### SELECTED PASSAGE
All adsorption experiments were carried out in duplicates using a standard batch equilibrium method. The stock solution of Alachlor was prepared by dissolving it initially in a few drops of acetone and later adding distilled water, and as per standard protocol stock solution of 10 ppm of Alachlor was prepared (Janaki et al. 2012). Alachlor is highly soluble in acetone (≥ 1000 µg mL−1) while only moderately soluble in water (240 µg mL−1). 10.3 mg of Alachlor was taken [Weighing balance (Shimadzu company-ATx224)] to make the stock solution. Diluted solutions (0, 0.25, 0.5, 0.75, 1.0, 2.5, 5.0 and 7.5 ppm) were prepared from the stock solution (Ahmad et al. 2015). 10 mL of 0.1 M sodium chloride solution was added to each dilution to maintain the ionic strength of soil as it acts as a background electrolyte.

### EXERCISES TO COMPLETE
[a] Do the following statements agree with the Alachlor adsorption passage above? For each, answer yes or no and quote the deciding words of the passage.
(i) Alachlor dissolves better in water than in acetone.
(ii) Every adsorption experiment was run in duplicate.
(iii) The stock solution was made from 20 mg of Alachlor.
[b] In the Alachlor adsorption passage, what concentration of stock solution was prepared?
[c] Carry on the Alachlor adsorption passage from its last sentence.

### PROVIDED INFORMATION
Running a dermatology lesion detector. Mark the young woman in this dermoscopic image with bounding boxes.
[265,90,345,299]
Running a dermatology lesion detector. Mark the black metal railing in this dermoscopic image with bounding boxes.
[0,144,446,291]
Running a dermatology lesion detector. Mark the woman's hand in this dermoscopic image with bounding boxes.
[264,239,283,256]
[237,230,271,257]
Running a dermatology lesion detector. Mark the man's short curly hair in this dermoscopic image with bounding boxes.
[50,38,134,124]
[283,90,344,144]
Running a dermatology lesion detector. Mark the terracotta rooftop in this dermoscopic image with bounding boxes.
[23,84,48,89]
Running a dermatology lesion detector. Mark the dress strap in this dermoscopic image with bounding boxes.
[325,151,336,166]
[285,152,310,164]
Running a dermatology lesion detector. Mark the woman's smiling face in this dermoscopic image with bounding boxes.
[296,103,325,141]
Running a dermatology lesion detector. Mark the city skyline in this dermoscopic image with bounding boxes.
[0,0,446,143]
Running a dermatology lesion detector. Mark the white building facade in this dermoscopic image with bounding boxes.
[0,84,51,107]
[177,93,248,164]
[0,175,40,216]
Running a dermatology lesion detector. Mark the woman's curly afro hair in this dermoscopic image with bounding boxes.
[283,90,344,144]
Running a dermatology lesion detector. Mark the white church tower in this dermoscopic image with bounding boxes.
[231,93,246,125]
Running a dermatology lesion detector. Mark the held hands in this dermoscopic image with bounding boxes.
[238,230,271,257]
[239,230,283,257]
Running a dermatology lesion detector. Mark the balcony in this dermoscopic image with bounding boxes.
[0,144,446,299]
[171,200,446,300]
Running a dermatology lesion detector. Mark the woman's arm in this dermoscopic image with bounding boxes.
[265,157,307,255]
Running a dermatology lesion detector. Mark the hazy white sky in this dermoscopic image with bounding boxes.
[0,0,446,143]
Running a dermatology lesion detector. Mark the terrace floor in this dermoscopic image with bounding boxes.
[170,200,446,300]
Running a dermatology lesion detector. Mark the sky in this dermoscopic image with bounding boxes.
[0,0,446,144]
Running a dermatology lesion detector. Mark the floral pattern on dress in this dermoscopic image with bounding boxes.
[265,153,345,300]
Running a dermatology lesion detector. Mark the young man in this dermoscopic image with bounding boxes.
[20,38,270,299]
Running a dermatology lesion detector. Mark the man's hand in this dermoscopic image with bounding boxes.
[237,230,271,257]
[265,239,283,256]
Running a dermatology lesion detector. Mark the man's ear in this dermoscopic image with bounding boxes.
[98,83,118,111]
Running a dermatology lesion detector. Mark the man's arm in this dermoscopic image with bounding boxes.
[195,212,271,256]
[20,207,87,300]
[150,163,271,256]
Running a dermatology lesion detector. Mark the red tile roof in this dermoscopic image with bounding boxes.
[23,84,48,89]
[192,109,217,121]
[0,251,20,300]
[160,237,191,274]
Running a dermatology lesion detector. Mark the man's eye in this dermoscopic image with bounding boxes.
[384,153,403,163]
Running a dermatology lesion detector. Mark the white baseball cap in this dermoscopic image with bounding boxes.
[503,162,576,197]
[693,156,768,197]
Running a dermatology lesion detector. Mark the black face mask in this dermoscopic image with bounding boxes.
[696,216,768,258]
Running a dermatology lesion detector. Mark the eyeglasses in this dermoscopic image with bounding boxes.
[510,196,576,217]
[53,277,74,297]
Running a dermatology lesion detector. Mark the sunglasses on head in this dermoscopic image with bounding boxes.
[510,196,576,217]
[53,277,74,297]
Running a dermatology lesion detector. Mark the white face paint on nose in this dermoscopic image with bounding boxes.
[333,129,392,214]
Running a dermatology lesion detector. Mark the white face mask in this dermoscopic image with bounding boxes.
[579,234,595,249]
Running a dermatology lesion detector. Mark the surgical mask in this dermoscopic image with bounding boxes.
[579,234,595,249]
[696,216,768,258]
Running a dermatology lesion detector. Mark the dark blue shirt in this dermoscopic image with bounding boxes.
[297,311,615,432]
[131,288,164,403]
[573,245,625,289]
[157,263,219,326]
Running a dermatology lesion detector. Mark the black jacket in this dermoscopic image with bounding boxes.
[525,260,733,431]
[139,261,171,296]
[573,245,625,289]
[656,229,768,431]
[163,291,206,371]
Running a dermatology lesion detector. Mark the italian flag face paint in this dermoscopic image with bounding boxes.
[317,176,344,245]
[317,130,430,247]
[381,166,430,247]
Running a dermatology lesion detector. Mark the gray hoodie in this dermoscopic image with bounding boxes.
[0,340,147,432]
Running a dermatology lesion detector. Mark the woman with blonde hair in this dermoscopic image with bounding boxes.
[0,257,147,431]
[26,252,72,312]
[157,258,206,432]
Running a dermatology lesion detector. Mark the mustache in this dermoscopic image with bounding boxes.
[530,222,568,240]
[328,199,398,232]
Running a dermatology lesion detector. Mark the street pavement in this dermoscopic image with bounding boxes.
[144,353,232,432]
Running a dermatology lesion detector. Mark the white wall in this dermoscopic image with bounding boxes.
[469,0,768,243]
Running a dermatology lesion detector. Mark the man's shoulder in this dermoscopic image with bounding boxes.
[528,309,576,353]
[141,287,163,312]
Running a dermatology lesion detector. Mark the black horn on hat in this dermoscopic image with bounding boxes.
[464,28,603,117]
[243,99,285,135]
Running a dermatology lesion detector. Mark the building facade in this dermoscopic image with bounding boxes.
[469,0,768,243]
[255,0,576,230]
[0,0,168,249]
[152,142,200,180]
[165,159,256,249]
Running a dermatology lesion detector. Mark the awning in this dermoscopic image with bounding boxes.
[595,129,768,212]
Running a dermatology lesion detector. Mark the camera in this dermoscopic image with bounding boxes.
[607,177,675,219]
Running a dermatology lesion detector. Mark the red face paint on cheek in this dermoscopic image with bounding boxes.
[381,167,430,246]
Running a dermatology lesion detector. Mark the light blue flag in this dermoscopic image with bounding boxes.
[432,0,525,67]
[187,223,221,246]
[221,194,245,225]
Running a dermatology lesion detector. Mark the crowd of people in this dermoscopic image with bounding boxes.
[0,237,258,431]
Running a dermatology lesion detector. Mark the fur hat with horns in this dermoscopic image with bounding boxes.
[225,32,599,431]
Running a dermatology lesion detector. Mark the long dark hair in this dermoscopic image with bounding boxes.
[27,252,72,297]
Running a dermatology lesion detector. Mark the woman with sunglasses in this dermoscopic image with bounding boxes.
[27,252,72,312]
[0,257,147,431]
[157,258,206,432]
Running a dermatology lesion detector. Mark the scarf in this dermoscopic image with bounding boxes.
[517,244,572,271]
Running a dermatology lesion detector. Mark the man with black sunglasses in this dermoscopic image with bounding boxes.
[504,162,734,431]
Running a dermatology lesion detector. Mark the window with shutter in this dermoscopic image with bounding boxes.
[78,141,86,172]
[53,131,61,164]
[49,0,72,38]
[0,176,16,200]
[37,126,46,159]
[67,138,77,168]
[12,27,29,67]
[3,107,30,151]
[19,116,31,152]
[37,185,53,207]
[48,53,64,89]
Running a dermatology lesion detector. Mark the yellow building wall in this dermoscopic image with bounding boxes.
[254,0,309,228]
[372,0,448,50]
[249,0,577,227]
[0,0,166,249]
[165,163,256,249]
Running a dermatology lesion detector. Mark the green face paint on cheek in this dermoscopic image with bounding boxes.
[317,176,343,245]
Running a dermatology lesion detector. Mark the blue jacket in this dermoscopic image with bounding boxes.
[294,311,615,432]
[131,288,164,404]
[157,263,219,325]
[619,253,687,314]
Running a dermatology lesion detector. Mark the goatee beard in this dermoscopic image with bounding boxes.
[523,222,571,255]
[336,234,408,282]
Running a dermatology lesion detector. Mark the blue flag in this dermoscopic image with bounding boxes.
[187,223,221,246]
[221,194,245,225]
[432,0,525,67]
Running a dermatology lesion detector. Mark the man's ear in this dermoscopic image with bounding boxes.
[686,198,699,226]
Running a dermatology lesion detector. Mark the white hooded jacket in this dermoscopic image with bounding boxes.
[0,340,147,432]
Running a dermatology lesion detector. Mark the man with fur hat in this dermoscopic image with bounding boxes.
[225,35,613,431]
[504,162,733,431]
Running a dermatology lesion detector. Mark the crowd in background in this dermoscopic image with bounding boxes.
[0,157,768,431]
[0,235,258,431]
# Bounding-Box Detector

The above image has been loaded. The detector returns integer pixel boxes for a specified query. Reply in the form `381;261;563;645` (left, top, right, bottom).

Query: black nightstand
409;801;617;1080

--

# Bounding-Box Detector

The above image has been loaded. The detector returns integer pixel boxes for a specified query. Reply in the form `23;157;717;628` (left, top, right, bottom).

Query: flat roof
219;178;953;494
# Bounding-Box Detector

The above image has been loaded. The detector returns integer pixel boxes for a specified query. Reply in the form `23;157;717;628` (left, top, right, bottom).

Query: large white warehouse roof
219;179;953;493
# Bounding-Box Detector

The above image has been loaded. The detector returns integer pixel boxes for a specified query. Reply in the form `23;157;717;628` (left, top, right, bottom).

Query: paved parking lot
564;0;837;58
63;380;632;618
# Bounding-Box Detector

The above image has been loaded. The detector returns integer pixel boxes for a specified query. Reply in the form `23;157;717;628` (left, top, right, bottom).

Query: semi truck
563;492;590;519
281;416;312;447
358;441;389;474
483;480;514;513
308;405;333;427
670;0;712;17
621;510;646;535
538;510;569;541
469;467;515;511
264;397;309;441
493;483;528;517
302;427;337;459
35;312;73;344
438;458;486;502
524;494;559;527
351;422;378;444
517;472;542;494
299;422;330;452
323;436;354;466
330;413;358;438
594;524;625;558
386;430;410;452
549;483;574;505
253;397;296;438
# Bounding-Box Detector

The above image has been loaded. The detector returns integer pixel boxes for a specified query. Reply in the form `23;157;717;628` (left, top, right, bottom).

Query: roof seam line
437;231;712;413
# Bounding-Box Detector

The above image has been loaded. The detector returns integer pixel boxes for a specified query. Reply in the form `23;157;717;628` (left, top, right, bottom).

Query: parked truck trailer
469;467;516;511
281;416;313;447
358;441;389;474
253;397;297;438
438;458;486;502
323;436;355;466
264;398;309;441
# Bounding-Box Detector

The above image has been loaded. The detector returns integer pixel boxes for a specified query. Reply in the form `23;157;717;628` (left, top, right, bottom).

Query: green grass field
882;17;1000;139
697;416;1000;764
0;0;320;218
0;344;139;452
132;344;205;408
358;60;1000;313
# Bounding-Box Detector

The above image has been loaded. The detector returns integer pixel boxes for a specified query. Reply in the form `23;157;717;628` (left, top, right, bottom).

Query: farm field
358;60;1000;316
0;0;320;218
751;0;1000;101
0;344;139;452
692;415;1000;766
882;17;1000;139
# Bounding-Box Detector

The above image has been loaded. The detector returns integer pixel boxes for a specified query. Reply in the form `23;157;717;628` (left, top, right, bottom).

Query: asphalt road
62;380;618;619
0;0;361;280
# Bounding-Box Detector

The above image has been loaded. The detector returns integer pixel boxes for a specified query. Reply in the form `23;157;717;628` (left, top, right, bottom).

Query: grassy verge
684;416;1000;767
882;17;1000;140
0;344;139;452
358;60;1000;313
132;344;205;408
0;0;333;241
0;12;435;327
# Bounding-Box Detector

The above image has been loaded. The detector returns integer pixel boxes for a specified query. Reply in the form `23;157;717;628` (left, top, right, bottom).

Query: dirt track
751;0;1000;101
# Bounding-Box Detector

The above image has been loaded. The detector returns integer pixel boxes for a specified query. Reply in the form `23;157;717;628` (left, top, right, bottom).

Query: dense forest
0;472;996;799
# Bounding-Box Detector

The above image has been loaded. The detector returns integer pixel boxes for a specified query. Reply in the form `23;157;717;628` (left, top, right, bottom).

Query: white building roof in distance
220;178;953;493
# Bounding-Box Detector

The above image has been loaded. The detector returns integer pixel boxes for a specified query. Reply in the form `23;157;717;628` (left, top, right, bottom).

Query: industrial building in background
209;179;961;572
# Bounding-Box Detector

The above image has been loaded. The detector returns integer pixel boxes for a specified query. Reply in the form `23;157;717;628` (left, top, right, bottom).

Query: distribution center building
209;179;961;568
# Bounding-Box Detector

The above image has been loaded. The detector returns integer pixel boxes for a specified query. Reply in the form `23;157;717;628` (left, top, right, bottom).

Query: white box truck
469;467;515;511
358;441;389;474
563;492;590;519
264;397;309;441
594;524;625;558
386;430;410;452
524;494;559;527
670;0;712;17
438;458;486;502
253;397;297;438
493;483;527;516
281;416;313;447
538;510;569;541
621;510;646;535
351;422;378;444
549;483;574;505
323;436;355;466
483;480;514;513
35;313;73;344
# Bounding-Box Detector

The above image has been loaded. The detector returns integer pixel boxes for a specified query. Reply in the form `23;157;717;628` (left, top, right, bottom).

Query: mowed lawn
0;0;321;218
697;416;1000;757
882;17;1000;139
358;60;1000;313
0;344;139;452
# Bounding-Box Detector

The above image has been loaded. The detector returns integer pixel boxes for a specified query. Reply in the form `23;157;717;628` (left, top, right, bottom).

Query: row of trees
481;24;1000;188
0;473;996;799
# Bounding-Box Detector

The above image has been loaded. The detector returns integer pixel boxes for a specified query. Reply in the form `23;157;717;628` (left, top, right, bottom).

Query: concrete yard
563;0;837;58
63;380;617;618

* * *

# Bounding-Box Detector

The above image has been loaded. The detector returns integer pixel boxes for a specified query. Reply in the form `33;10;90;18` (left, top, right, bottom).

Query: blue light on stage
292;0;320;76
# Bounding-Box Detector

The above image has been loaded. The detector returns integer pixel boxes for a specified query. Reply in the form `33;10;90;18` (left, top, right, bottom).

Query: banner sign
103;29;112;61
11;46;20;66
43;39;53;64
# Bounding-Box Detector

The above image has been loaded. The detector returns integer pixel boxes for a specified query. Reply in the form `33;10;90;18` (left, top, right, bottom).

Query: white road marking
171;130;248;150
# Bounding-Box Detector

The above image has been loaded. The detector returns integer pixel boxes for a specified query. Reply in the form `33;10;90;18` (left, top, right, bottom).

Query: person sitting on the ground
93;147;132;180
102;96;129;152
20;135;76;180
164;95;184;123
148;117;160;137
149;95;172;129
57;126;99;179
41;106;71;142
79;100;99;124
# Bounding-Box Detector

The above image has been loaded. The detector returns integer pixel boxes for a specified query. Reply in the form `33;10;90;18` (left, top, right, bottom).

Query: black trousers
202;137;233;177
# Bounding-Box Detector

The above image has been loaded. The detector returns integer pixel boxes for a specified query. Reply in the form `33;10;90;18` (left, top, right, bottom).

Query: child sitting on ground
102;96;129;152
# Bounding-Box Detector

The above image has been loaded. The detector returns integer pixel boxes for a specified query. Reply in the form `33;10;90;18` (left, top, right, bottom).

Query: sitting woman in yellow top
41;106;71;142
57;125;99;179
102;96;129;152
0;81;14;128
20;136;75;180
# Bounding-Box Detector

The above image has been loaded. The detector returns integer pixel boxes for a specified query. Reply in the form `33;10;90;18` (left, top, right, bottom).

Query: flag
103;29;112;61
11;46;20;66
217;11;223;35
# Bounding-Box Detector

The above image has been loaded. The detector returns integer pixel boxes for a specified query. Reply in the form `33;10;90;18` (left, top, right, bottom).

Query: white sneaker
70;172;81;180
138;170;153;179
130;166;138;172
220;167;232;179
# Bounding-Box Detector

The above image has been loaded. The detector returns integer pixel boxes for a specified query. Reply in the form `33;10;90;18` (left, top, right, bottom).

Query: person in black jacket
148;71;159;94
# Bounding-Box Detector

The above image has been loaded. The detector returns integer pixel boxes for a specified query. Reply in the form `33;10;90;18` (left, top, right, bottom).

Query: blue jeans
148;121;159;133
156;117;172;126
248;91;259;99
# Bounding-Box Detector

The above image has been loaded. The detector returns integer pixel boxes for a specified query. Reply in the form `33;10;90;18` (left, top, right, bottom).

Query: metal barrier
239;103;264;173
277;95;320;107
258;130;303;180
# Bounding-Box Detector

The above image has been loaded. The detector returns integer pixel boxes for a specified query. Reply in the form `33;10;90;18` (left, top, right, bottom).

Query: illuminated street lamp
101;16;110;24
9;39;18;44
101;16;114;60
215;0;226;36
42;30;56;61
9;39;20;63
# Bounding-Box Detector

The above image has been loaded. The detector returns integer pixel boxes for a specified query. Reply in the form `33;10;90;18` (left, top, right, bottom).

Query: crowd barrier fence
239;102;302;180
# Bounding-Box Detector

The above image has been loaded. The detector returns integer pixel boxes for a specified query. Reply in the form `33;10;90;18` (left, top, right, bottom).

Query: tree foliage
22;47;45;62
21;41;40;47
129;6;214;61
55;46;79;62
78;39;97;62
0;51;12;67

### SET OF ANSWERS
[a]
(i) No: "Alachlor is highly soluble in acetone (≥ 1000 µg mL−1) while only moderately soluble in water (240 µg mL−1)."
(ii) Yes: "All adsorption experiments were carried out in duplicates."
(iii) No: "10.3 mg of Alachlor was taken."

[b] 10 ppm

[c]
Adsorption of Alachlor was carried out using batch equilibrium method (Ahmad et al. 2014; OECD 2005). All experiments were done at laboratory isothermal and ambient conditions 24–26 °C. 0.5 g of air-dried soil samples [weighed by weighting machine (Shimadzu company-AUX220)] were equilibrated with eight different concentrations. 10 mL of each Alachlor concentration was added to the soil sample in a 15 mL falcon tube. All samples along with duplicates plus blanks (no pesticide) and control were shaken on a rotary shaker [(orbital shaker (Irmeco Gmbh Germany)] at 150 rpm for a period of 48 h. The vials were centrifuged [Hettich Company (Sigma 26-E)] for 20 min at 3500 rpm (25 °C). One milliliter of the clear supernatant was removed, filtered through 0.2-µm nylon filters and analyzed under UV–Vis spectrophotometer for the pesticide concentration.

Utilizing UV–Vis spectrophotometer (Model: BMS-1602), the concentration of Alachlor in soil solution was analyzed. At UV–Vis spectrophotometer, the solutions were run at detection wavelength of 200–300 nm with the aid of taking water as the reference standard and the wavelength of Alachlor was determined at 240 nm.

Preparation of activated carbon (AC)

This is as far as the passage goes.